▶ WORK TO COMPLETE
Pictures aside, write every record out again word for word.

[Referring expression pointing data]
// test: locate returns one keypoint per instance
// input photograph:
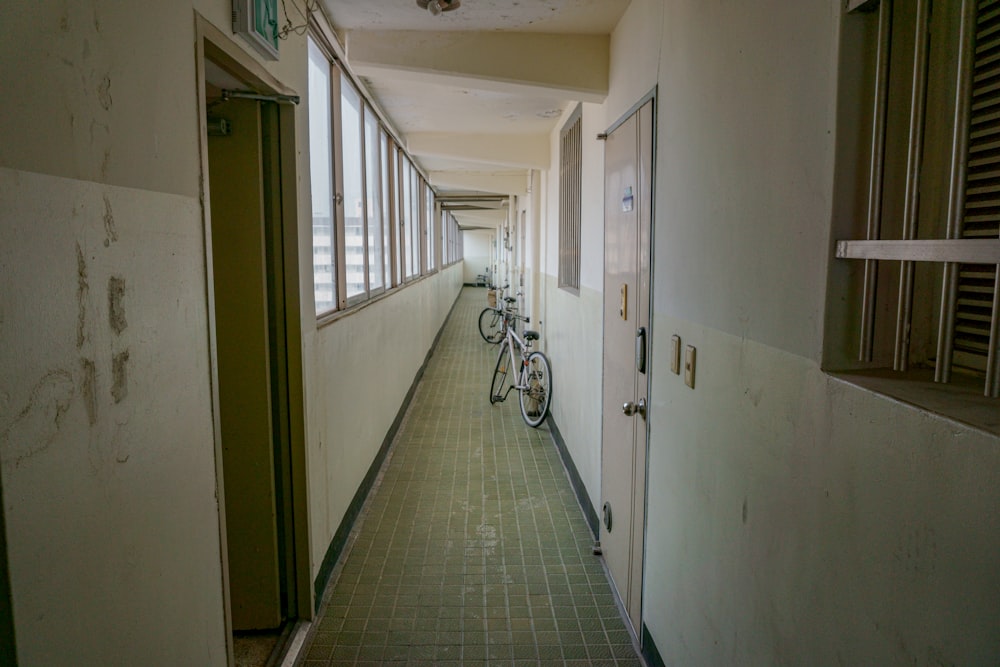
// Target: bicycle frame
(523, 350)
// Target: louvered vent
(977, 283)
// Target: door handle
(630, 409)
(640, 350)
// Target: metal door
(628, 203)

▶ RESPONSE BELOW
// test: locate returns one keypoint per instance
// input photograph:
// Target: bicycle frame
(523, 350)
// Target: louvered vent
(977, 283)
// Target: door handle
(630, 409)
(640, 350)
// Target: metal door
(628, 203)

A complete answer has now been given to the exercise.